THE TASK:
Produce a verbatim transcription of the records below, beginning at the line containing "If you would be willing to indicate the open" and ending at the final line; include only those lines.
====================
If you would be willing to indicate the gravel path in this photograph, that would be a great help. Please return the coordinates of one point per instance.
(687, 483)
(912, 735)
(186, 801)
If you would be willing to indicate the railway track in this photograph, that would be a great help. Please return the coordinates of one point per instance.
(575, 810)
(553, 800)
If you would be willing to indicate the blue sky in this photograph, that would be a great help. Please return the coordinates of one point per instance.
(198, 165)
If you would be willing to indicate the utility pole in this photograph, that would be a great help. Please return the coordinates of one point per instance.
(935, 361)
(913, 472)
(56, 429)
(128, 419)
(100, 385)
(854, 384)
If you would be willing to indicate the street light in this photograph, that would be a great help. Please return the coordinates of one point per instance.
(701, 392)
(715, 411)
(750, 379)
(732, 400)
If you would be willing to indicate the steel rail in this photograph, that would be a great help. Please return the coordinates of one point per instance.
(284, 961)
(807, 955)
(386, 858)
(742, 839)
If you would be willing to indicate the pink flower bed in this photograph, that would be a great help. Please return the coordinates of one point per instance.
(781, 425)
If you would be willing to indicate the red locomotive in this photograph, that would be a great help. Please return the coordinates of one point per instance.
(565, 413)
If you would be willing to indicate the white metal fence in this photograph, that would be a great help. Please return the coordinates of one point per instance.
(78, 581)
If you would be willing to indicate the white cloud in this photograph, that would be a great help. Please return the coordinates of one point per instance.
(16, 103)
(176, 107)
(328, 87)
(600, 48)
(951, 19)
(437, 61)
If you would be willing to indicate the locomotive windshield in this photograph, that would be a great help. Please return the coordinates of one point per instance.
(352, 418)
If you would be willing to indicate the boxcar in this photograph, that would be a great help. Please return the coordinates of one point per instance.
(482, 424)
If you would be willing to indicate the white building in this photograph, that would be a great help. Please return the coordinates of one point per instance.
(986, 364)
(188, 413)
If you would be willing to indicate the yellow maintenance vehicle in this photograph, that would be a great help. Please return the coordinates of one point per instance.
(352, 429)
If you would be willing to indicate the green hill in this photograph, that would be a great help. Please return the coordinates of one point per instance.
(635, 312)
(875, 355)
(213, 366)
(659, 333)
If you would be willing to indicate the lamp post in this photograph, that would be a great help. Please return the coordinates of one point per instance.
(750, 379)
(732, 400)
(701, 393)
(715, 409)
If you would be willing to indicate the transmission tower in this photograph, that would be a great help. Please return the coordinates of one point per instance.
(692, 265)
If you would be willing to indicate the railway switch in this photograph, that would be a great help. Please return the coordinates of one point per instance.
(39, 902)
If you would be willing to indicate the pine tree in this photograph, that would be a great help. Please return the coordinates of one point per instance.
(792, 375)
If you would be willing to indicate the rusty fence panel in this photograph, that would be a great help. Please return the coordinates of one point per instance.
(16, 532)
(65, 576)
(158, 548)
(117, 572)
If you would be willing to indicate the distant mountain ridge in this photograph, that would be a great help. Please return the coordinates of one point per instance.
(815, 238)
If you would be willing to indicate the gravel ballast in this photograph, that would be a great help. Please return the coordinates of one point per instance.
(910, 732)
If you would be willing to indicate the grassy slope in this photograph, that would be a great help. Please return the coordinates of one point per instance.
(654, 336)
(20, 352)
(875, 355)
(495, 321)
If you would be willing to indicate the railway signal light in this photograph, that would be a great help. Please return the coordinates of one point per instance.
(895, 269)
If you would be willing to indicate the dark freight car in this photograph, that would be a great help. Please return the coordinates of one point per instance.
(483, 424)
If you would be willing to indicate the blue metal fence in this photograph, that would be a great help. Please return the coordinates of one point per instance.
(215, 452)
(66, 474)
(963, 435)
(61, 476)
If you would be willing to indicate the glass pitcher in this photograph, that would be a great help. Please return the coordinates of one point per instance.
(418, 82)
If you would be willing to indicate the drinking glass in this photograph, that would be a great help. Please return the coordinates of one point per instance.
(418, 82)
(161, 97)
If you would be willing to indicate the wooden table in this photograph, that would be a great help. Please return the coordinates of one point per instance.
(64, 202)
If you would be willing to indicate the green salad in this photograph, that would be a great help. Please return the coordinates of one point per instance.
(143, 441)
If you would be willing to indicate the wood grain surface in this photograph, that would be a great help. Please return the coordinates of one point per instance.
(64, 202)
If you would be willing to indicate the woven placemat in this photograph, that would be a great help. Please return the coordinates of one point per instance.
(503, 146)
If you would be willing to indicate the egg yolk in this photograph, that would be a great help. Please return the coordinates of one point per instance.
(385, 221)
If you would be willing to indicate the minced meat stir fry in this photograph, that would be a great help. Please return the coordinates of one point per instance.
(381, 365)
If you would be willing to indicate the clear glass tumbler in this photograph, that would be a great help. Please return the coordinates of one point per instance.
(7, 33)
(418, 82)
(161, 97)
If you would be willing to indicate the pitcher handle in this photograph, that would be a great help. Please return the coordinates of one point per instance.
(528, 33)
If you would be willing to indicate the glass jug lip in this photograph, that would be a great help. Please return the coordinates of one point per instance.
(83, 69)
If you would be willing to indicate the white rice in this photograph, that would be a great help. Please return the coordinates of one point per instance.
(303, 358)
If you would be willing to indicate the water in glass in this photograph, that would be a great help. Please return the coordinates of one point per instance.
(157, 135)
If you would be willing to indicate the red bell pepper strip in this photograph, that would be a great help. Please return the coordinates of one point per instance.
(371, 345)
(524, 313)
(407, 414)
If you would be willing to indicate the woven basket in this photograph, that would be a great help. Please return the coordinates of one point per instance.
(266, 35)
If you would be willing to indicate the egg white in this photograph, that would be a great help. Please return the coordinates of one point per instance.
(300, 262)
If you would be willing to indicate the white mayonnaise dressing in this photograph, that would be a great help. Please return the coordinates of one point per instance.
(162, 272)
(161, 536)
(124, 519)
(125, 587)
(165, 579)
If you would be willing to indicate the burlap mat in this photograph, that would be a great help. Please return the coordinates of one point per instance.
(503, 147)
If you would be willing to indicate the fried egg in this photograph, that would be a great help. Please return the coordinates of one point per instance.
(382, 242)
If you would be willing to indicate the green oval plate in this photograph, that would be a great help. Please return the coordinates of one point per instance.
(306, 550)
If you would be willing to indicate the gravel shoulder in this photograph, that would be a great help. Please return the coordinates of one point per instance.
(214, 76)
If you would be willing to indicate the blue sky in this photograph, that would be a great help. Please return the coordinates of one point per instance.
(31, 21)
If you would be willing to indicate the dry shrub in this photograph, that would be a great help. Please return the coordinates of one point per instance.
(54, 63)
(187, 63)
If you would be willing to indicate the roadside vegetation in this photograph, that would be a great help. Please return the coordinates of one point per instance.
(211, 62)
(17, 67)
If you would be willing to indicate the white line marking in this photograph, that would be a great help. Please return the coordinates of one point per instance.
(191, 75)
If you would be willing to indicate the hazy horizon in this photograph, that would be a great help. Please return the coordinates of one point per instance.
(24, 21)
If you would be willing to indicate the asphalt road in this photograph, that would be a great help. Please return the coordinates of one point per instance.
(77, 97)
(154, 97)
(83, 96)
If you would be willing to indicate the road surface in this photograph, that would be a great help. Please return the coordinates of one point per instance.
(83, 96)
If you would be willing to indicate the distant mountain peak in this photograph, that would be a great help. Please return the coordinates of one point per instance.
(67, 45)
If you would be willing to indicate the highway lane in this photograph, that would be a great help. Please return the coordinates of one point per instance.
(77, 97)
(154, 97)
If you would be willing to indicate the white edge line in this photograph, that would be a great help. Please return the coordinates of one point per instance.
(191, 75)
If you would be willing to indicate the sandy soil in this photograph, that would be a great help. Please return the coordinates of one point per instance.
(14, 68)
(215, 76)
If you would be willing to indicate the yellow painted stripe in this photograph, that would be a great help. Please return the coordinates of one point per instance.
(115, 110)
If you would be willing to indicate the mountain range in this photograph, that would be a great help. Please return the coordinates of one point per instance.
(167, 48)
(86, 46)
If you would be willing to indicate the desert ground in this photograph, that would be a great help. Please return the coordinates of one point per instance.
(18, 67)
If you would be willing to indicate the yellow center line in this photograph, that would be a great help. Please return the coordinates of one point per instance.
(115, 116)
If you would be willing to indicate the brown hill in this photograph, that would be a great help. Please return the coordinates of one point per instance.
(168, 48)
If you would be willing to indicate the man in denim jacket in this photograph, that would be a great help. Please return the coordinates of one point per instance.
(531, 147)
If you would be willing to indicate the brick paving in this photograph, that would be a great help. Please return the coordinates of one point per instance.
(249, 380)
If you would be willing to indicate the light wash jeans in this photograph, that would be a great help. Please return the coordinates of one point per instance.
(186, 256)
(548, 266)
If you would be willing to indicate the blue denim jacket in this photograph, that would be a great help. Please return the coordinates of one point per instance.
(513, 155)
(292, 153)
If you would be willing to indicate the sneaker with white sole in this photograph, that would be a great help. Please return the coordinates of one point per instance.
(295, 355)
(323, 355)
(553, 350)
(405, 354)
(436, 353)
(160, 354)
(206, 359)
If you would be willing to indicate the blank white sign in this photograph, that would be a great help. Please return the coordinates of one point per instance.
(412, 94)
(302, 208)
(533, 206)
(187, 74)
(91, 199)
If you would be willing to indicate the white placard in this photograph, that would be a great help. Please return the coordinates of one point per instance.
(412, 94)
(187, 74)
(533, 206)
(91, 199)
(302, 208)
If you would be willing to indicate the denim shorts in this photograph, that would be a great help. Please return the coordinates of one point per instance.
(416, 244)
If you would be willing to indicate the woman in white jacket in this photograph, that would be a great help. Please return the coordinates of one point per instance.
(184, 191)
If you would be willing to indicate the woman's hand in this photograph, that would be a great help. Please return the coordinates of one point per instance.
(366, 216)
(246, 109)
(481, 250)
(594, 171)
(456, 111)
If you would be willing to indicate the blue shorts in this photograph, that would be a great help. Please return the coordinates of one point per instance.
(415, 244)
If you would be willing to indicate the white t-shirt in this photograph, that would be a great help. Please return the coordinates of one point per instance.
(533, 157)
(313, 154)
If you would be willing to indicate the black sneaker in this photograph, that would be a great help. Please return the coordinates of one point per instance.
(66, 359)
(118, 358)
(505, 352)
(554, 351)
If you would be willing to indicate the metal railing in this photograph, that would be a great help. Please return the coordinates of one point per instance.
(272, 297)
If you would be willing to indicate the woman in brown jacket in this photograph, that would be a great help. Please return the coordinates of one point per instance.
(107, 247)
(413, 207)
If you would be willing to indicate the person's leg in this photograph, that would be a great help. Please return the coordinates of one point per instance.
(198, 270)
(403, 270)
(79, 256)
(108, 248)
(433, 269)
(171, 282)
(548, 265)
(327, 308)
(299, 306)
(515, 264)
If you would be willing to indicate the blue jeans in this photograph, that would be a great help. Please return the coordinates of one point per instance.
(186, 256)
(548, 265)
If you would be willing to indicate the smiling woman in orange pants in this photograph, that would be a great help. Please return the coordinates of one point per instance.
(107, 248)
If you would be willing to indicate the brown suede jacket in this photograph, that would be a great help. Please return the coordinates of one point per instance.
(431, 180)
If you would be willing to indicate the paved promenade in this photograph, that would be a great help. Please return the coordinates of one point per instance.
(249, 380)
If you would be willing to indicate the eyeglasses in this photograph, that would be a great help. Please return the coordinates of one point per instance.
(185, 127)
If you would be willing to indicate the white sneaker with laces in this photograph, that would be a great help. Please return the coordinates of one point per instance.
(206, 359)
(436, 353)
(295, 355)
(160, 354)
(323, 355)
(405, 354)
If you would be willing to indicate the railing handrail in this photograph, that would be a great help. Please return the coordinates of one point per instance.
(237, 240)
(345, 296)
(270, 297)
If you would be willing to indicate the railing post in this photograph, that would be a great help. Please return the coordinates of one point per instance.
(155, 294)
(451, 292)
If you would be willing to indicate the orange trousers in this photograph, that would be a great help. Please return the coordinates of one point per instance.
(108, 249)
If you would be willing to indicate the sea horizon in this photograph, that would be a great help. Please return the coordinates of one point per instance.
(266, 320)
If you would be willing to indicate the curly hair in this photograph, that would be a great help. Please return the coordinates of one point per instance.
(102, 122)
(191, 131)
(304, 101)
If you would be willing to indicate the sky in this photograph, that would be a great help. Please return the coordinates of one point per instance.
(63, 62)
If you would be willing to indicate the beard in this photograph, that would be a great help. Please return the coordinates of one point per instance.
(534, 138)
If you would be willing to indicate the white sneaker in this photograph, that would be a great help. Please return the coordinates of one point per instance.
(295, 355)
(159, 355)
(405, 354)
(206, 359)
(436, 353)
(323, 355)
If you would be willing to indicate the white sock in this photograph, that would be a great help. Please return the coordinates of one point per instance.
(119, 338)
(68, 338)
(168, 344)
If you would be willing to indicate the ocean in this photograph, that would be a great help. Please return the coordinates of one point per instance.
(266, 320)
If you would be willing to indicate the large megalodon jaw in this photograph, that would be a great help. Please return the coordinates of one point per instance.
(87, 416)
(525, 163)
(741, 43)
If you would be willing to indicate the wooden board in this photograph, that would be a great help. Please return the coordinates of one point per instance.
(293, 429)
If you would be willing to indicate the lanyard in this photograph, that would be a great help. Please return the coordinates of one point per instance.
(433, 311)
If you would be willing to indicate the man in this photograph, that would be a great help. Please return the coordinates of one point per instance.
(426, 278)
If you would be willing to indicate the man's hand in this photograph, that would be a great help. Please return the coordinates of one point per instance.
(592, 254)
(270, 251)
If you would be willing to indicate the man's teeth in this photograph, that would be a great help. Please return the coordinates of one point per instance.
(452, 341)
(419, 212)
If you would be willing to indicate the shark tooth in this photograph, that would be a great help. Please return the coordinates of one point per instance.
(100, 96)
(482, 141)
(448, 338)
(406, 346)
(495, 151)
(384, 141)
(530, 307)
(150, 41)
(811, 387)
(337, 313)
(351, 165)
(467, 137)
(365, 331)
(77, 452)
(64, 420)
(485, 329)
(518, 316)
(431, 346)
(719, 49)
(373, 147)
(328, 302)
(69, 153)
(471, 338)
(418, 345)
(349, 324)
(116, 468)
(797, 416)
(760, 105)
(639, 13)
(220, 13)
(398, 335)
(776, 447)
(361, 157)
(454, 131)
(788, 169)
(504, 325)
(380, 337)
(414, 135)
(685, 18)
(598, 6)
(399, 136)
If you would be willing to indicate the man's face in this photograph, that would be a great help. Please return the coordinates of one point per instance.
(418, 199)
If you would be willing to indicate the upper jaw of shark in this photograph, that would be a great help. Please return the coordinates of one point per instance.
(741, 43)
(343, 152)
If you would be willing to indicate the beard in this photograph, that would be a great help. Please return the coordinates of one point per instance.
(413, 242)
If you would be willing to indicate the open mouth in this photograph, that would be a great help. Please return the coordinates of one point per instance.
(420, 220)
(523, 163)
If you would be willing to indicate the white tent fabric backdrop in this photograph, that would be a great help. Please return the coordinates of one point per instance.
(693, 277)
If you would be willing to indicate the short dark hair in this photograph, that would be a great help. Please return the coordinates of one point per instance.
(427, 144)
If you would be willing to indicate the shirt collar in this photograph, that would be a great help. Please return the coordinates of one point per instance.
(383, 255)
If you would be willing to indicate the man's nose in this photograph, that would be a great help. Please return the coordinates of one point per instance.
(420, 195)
====================
RESULT OF THIS TASK:
If you would be willing to indicate the open mouth in this photograph, that would be a great help. Please return the coordinates of one point per instance.
(420, 220)
(523, 163)
If you would be willing to indicate the white tent fabric backdrop in this photograph, that would be a great help. Please return the coordinates of one point per instance.
(693, 277)
If you would be willing to indicate the short dark hair in this photograph, that would be a great help. Please return the coordinates of one point per instance.
(427, 144)
If you would be willing to indicate the shirt collar in this photograph, that would be a great help. Please return the coordinates of one point per instance.
(383, 255)
If you would be willing to indicate the man's nose in this photograph, that would be a great help. Please return the coordinates of one point per instance.
(420, 195)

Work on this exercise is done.